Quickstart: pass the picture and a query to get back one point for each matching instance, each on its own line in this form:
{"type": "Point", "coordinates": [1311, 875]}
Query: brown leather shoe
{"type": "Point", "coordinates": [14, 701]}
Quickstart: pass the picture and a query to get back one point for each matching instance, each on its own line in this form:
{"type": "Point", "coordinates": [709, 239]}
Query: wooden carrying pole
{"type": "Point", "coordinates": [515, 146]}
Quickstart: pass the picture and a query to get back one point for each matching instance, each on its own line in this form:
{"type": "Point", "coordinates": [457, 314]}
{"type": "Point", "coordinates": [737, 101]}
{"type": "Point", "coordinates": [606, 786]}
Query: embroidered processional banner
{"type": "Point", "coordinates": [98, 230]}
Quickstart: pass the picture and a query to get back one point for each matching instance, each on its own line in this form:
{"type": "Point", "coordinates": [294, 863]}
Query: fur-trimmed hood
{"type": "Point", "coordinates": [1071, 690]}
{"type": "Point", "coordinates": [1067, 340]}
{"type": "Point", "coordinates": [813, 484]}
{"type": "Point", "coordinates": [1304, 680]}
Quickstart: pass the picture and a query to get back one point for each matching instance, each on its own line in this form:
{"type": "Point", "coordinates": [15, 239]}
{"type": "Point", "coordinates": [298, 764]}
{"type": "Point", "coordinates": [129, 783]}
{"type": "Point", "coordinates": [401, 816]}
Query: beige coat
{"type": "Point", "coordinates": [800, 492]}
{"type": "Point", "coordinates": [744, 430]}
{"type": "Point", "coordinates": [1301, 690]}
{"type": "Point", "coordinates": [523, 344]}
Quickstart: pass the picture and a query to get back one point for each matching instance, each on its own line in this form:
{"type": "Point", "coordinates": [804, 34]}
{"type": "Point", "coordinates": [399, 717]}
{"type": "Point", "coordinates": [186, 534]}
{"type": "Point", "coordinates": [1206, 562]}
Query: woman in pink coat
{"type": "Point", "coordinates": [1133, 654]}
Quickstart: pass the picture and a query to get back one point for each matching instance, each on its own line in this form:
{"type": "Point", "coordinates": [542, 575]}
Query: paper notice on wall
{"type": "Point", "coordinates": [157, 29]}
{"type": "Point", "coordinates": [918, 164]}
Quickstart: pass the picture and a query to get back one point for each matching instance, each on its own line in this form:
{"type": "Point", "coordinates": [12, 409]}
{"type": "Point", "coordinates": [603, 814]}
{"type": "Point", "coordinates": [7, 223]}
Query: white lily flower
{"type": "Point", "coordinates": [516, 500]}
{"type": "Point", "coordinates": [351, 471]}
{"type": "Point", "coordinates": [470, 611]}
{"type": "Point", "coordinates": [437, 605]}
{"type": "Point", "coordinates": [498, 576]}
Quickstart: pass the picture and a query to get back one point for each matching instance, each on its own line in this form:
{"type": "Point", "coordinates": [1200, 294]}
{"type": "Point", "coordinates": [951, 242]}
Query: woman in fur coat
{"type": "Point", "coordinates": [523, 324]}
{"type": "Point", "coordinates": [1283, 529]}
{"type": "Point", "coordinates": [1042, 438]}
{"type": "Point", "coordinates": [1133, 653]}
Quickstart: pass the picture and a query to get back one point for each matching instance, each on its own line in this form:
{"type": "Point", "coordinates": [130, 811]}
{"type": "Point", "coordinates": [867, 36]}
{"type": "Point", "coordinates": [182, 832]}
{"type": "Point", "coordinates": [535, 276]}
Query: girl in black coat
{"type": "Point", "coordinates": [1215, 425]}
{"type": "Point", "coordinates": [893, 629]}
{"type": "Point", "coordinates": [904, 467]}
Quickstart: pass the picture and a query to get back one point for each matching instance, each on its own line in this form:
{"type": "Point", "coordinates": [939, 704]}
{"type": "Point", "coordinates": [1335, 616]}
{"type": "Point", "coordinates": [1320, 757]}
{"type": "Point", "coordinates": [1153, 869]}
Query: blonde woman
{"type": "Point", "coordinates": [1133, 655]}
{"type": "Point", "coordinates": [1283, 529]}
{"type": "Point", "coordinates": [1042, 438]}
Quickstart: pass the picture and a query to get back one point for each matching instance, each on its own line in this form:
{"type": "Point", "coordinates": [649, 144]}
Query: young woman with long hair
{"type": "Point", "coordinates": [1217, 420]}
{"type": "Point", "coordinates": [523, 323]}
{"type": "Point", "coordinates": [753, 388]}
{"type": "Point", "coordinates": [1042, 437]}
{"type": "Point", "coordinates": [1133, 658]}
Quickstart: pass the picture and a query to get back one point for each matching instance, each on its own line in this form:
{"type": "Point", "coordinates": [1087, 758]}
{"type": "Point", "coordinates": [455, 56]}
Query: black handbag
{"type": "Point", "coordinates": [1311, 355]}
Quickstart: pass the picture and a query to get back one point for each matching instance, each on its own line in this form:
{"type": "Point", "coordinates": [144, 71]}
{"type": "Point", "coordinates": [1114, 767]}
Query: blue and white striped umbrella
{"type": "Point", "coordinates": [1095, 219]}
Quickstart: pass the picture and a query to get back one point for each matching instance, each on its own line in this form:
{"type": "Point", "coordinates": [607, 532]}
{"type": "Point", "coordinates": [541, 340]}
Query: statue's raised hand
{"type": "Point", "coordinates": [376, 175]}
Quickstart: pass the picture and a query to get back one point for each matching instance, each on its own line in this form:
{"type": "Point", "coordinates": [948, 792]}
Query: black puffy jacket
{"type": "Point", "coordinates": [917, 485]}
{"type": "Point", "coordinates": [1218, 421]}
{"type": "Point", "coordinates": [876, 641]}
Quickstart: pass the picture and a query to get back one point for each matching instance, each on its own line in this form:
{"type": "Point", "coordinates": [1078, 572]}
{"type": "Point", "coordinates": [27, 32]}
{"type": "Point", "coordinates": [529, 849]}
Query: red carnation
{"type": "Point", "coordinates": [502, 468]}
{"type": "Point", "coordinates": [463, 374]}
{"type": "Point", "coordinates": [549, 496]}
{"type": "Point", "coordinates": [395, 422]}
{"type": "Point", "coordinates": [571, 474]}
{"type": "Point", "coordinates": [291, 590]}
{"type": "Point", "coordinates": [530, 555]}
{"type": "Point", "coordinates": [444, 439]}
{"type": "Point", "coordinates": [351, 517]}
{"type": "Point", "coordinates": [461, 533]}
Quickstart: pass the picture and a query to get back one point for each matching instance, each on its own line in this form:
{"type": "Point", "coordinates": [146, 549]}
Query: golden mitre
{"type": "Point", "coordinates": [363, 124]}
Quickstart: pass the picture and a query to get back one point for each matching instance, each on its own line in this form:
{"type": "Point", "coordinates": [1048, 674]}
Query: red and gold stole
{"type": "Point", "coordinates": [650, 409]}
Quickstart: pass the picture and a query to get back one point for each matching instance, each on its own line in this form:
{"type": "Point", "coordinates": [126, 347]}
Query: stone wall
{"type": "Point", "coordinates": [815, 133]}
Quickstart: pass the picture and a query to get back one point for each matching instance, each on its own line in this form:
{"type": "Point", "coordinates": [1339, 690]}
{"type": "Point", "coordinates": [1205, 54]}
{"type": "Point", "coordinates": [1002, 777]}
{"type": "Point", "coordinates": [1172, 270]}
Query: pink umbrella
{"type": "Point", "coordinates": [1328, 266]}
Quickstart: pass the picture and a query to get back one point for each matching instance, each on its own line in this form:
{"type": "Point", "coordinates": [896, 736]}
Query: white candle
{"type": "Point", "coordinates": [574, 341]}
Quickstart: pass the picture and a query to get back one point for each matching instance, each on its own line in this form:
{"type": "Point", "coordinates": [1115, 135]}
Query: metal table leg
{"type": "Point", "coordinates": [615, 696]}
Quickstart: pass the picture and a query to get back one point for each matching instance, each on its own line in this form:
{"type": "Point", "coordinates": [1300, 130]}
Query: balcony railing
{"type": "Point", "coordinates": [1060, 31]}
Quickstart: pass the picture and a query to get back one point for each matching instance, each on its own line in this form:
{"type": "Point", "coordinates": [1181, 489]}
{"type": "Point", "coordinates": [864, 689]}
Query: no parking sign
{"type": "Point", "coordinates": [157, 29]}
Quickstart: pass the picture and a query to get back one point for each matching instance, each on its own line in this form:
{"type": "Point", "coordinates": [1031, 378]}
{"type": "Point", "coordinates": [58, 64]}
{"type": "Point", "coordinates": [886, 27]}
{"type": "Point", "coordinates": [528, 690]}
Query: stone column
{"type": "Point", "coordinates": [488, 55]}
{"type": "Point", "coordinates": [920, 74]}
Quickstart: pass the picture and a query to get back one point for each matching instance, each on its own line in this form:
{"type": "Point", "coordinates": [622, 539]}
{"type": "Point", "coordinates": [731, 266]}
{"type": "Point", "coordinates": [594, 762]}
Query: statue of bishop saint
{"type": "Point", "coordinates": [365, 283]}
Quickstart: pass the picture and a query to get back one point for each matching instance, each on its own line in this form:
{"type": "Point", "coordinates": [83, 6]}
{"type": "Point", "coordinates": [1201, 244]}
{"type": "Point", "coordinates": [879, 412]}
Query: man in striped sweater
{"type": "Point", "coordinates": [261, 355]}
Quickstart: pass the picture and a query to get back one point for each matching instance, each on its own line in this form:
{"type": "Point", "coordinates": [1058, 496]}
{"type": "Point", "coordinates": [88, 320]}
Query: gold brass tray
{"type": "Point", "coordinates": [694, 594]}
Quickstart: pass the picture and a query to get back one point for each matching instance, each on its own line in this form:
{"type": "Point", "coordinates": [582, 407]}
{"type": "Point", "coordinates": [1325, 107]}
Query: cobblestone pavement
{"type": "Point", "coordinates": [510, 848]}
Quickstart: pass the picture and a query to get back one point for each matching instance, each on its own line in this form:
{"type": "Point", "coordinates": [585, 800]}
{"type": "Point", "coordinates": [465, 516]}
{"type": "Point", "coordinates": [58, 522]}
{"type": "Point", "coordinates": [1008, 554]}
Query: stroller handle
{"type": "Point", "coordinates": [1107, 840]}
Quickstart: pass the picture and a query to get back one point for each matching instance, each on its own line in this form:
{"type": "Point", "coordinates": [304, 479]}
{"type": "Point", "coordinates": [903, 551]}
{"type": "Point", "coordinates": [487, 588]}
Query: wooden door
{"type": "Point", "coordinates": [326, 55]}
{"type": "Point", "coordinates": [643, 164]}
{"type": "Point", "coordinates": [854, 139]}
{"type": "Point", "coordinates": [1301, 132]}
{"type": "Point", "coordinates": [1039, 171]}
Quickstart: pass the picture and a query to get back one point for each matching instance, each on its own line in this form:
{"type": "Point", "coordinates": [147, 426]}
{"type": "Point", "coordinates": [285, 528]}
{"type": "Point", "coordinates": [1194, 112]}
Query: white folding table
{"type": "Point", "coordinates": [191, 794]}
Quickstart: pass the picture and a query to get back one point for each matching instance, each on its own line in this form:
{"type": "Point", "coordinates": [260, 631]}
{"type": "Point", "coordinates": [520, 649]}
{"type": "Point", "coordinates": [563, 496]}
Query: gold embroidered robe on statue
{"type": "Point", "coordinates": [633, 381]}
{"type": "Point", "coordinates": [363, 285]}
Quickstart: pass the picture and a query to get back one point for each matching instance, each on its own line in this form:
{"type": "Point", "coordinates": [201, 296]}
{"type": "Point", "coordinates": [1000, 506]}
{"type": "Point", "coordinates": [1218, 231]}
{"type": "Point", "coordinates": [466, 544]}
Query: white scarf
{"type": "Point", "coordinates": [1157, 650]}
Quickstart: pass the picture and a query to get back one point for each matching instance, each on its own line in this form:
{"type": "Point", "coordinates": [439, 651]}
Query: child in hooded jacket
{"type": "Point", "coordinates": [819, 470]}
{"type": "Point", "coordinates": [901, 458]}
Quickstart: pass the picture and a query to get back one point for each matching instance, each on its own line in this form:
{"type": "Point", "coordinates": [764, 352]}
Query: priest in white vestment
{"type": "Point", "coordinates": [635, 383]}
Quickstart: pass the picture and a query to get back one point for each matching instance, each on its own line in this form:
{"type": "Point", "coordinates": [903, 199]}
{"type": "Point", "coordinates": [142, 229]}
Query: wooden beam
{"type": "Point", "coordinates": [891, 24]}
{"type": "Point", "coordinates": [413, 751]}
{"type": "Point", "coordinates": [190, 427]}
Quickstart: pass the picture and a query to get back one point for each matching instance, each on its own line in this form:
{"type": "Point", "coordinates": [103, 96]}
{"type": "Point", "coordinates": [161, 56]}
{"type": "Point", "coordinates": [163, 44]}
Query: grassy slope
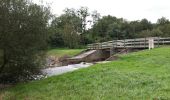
{"type": "Point", "coordinates": [142, 75]}
{"type": "Point", "coordinates": [63, 51]}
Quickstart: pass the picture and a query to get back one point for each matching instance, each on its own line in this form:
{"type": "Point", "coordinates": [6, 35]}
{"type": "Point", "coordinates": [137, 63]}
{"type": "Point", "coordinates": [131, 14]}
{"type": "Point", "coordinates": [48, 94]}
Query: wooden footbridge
{"type": "Point", "coordinates": [105, 50]}
{"type": "Point", "coordinates": [138, 43]}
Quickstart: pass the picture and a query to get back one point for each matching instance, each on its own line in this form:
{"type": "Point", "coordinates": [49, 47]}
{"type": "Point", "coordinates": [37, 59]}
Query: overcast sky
{"type": "Point", "coordinates": [128, 9]}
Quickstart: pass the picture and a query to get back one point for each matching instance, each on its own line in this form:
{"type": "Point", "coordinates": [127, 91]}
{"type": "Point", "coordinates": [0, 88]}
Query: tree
{"type": "Point", "coordinates": [83, 13]}
{"type": "Point", "coordinates": [66, 29]}
{"type": "Point", "coordinates": [162, 21]}
{"type": "Point", "coordinates": [23, 35]}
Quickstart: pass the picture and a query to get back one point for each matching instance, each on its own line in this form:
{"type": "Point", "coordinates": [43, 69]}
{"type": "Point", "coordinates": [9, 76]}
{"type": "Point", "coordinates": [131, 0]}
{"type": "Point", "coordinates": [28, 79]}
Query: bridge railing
{"type": "Point", "coordinates": [131, 43]}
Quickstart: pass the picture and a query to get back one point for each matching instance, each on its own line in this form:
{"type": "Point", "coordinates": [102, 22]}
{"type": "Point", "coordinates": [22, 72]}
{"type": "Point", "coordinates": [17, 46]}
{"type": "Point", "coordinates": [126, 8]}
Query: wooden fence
{"type": "Point", "coordinates": [131, 43]}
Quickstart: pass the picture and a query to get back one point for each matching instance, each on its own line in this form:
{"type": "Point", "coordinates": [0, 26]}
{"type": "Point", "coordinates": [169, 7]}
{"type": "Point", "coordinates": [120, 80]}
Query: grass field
{"type": "Point", "coordinates": [63, 51]}
{"type": "Point", "coordinates": [142, 75]}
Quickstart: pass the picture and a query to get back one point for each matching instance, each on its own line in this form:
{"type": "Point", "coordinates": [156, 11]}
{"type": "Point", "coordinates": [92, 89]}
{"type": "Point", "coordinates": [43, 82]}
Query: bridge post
{"type": "Point", "coordinates": [151, 43]}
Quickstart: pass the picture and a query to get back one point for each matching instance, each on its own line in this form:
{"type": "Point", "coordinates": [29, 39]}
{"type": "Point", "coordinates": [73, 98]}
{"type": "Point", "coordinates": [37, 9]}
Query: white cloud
{"type": "Point", "coordinates": [128, 9]}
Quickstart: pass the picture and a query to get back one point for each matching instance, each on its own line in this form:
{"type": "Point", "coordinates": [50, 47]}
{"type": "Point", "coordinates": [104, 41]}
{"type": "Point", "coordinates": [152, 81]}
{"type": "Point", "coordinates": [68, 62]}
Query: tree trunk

### What the task requires
From the items above, pick out each line that contains the string "jacket", matching its case exactly, and copy those lines.

### Reply to the task
Query: black puffy jacket
Query: child in hooded jacket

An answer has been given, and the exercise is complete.